## BEGIN Data provided

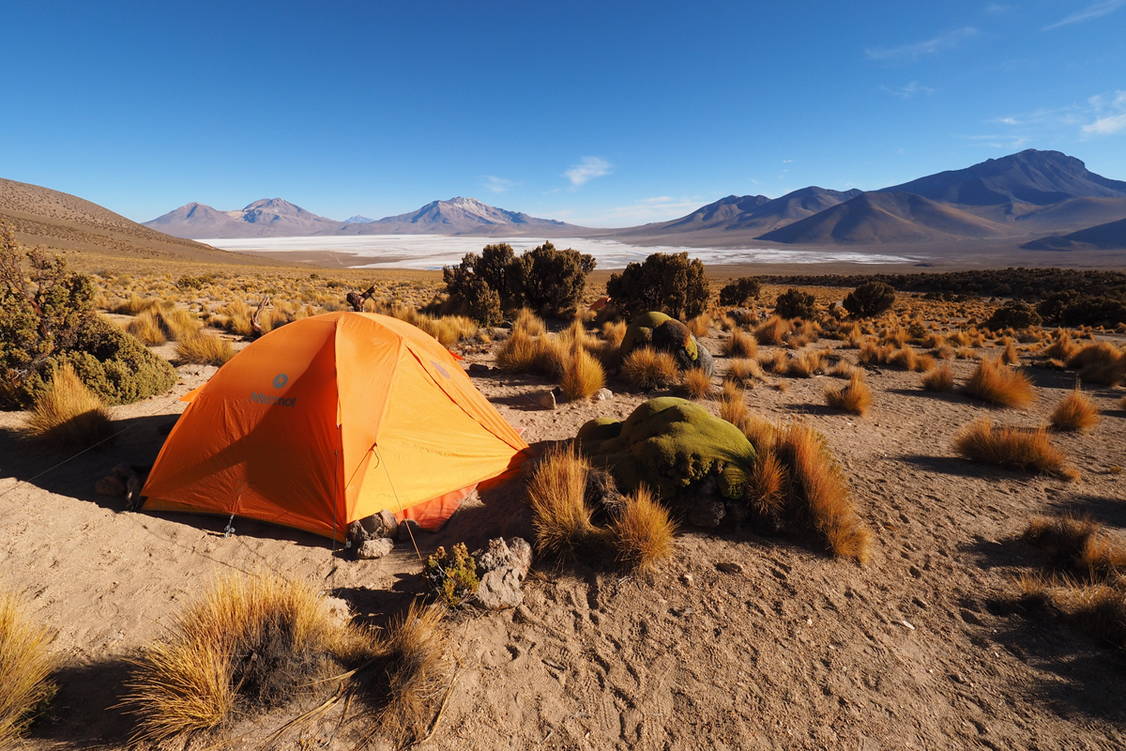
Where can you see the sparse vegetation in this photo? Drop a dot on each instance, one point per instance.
(645, 369)
(68, 413)
(939, 378)
(869, 300)
(250, 644)
(642, 533)
(669, 283)
(26, 664)
(820, 493)
(204, 349)
(795, 304)
(1077, 412)
(998, 384)
(1029, 450)
(855, 398)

## END Data provided

## [Your instructions]
Express the entries above as a two-column CSV with the header entry_text,answer and one row per entry: the entry's text, then its answer, each in a single quoted field with line breaks replaced by spaces. Leave out the pictures.

## [Task response]
entry_text,answer
"Where can you see the sparse vegetation in this photo? Drop a dot on each instance, one point per instance.","(645, 369) (68, 413) (939, 378) (869, 300) (250, 644) (642, 533) (669, 283) (26, 664) (820, 493) (204, 349) (795, 304) (1077, 412) (998, 384) (1029, 450) (855, 398)"